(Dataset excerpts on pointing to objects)
——

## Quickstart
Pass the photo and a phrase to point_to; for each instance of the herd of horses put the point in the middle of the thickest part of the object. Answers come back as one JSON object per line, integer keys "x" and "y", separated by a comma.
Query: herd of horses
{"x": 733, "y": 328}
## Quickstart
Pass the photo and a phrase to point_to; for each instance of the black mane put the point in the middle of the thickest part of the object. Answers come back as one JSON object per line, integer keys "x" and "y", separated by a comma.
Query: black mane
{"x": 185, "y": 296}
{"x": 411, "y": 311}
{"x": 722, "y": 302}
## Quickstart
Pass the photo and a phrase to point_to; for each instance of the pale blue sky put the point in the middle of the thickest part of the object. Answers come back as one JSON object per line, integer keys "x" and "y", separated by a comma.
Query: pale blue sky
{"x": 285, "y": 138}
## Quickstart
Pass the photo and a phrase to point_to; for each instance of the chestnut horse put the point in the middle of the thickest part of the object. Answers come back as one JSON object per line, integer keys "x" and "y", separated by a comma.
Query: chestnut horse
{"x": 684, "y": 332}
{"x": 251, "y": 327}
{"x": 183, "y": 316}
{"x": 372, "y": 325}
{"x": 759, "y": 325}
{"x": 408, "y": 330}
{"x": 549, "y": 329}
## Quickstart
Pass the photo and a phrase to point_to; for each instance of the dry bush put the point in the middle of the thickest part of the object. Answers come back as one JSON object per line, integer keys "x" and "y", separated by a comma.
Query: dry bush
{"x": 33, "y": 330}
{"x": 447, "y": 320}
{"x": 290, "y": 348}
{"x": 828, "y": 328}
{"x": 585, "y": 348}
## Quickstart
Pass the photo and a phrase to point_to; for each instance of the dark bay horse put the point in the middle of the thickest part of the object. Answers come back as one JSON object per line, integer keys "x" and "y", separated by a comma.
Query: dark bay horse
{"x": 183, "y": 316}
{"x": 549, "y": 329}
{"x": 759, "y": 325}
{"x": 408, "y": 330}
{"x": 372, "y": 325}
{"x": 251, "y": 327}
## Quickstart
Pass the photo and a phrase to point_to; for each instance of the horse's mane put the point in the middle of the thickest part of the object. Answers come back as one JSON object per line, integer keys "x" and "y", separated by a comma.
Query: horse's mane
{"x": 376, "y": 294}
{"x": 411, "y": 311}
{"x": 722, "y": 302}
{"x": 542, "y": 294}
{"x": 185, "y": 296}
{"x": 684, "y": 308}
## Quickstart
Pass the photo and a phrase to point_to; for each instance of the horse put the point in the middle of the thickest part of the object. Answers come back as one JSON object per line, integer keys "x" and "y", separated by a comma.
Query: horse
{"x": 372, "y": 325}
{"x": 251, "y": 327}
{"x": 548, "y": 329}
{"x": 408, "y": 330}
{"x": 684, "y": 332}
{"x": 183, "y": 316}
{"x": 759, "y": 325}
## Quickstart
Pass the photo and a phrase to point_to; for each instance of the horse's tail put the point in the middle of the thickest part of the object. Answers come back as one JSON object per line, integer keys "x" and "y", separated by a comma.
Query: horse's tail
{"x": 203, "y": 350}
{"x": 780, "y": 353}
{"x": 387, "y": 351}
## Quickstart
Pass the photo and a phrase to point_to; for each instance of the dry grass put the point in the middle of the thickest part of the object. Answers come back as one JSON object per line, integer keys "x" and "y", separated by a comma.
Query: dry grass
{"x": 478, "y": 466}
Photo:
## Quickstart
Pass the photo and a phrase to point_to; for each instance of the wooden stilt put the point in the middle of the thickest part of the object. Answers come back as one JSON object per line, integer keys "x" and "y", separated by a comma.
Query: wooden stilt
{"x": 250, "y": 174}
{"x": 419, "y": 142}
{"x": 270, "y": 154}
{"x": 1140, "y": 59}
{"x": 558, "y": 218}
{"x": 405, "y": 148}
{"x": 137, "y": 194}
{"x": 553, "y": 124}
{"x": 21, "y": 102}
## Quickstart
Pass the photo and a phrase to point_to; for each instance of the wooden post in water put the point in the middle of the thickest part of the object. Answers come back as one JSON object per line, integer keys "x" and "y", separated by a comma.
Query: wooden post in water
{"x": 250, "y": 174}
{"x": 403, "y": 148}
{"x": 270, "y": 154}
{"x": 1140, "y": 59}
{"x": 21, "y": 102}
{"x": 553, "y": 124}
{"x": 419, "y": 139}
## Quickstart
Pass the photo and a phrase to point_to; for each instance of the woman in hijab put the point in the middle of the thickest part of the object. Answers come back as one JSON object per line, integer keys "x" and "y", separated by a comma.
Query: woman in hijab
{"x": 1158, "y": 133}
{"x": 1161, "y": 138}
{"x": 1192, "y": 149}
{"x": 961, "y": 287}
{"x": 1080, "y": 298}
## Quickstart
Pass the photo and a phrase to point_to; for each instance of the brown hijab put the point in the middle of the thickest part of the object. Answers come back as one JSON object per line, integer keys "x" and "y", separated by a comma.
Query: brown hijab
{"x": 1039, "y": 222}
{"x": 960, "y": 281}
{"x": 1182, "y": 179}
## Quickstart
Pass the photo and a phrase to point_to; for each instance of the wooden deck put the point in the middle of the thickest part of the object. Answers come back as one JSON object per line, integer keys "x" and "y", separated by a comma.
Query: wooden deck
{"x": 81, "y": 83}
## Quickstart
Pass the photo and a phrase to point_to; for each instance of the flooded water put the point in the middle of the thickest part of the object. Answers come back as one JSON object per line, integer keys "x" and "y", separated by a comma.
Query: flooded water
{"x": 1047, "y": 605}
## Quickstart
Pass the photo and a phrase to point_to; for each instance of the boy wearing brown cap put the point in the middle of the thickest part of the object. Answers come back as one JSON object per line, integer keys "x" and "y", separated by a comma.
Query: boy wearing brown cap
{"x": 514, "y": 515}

——

» What needs to be done: Reproduce every line of the listing above verbatim.

» Reply to the task:
## Quickstart
Pass the photo and a phrase to point_to; for each instance of the herd of horses put the point in the middle of the thickest part of the object. Answers come back as one JSON object per line, integer keys "x" and "y", separated by a comma.
Query: herd of horses
{"x": 733, "y": 328}
## Quickstart
Pass the photo and a phrase to point_to; for each instance of the black mane put the point in the middle of the thickest part of the object. Answers come back as one JSON object per line, integer keys "x" and "y", separated by a comma.
Query: black mane
{"x": 185, "y": 296}
{"x": 411, "y": 311}
{"x": 722, "y": 302}
## Quickstart
Pass the photo and a phrase to point_to; for each instance of the pale blue sky put the point in the middle of the thickest part of the object. Answers come back as one JSON object per line, integer keys "x" and "y", separated by a comma.
Query: pale blue sky
{"x": 285, "y": 138}
## Quickstart
Pass the photo and a phrase to point_to; for each instance of the chestnut horse put the point in the middle of the thickest part of the object. Answers come back as one JSON object per line, integer keys "x" and "y", separated by a comma.
Query: chestnut horse
{"x": 684, "y": 332}
{"x": 251, "y": 327}
{"x": 183, "y": 316}
{"x": 372, "y": 325}
{"x": 759, "y": 325}
{"x": 408, "y": 330}
{"x": 549, "y": 329}
## Quickstart
Pass the photo and a phrase to point_to; for each instance of the dry bush put the point in the middle of the thickest part of the object. Answers come back as one JSON object per line, integer keys "x" and "y", separated by a comma.
Query: dry bush
{"x": 33, "y": 330}
{"x": 447, "y": 320}
{"x": 290, "y": 348}
{"x": 828, "y": 328}
{"x": 585, "y": 348}
## Quickstart
Pass the photo and a phrase to point_to; for each instance of the dark bay horse put the point in the middle of the thickest part of the object. Answers come back as one JSON object per line, integer keys "x" and "y", separated by a comma.
Query: dark bay horse
{"x": 183, "y": 316}
{"x": 549, "y": 329}
{"x": 759, "y": 325}
{"x": 408, "y": 330}
{"x": 372, "y": 325}
{"x": 251, "y": 327}
## Quickstart
Pass the photo and a phrase to point_to; for each instance of the horse's mane put the point in the middle of the thickest part of the object. Answers come back as one JSON object per line, integer keys "x" and "y", separated by a comma.
Query: horse's mane
{"x": 376, "y": 294}
{"x": 411, "y": 311}
{"x": 722, "y": 302}
{"x": 542, "y": 294}
{"x": 185, "y": 296}
{"x": 684, "y": 308}
## Quickstart
Pass the photo and a phrase to point_to; for each instance of the horse put the point in the middle of the thickest part of the object. Answers come back as one JSON object per line, integer keys "x" and "y", separated by a comma.
Query: horse
{"x": 372, "y": 325}
{"x": 251, "y": 327}
{"x": 548, "y": 329}
{"x": 408, "y": 330}
{"x": 684, "y": 332}
{"x": 183, "y": 316}
{"x": 759, "y": 325}
## Quickstart
Pass the photo and a phrase to point_to; for each instance of the horse's tail put the point in the middle of the thickest part of the object. Answers come back as one JSON object per line, integer keys "x" and "y", separated by a comma.
Query: horse's tail
{"x": 203, "y": 350}
{"x": 780, "y": 353}
{"x": 387, "y": 351}
## Quickstart
Pass the photo and a phrase to point_to; for each instance of the dry grass put the point in the middle of the thickest part of the object. Answers come back as one JSON object per line, integer keys "x" and "y", separated by a comma.
Query: dry grass
{"x": 478, "y": 466}
Photo:
## Quickstart
Pass the photo and a phrase to point_to; for each instance of the wooden stilt put the point in the middle of the thickest part of the object. Answers come back as one JSON object per line, integer keys "x" and "y", separated by a comma.
Query: wooden stilt
{"x": 250, "y": 174}
{"x": 419, "y": 142}
{"x": 270, "y": 154}
{"x": 1140, "y": 59}
{"x": 558, "y": 218}
{"x": 405, "y": 148}
{"x": 137, "y": 194}
{"x": 553, "y": 124}
{"x": 21, "y": 102}
## Quickstart
Pass the photo and a phrase to point_to; for each instance of the wooden post in water put the point in the middle of the thickest part of the object. Answers come back as one JSON object per line, integer keys "x" and "y", separated by a comma.
Query: wooden post in water
{"x": 250, "y": 174}
{"x": 403, "y": 148}
{"x": 270, "y": 154}
{"x": 1140, "y": 59}
{"x": 21, "y": 102}
{"x": 553, "y": 124}
{"x": 419, "y": 139}
## Quickstart
Pass the photo and a phrase to point_to; for each instance of the woman in hijab put the point in the middle of the thickest part of the object. Answers come back as one JSON object per line, integer keys "x" and "y", separated by a comma.
Query: woman in hijab
{"x": 1158, "y": 133}
{"x": 1161, "y": 138}
{"x": 1192, "y": 149}
{"x": 961, "y": 287}
{"x": 1080, "y": 298}
## Quickstart
Pass the photo and a phrase to point_to; for each instance of the brown hijab put the point in the middle of the thickest part of the object. Answers come back as one JSON object per line, integer keys "x" and "y", separated by a comma.
Query: brown hijab
{"x": 1039, "y": 222}
{"x": 960, "y": 281}
{"x": 1182, "y": 179}
## Quickstart
Pass the photo and a phrase to point_to; for each instance of the wooden deck put the point in the middle of the thickest part of the object. Answers come back as one JSON object per line, integer keys "x" and "y", separated by a comma.
Query: wooden deck
{"x": 81, "y": 83}
## Quickstart
Pass the photo and a phrase to point_to; for each instance of the flooded water put the point in the middle of the thickest part of the object. Answers come back as one JSON object per line, integer keys "x" and "y", separated by a comma.
Query: flooded water
{"x": 1047, "y": 605}
## Quickstart
Pass the photo and a phrase to point_to; for each instance of the boy wearing brown cap put the point in the middle of the thickest part of the object. Answers come back as one JSON object per line, integer keys "x" and "y", separated by a comma.
Query: boy wearing brown cap
{"x": 514, "y": 515}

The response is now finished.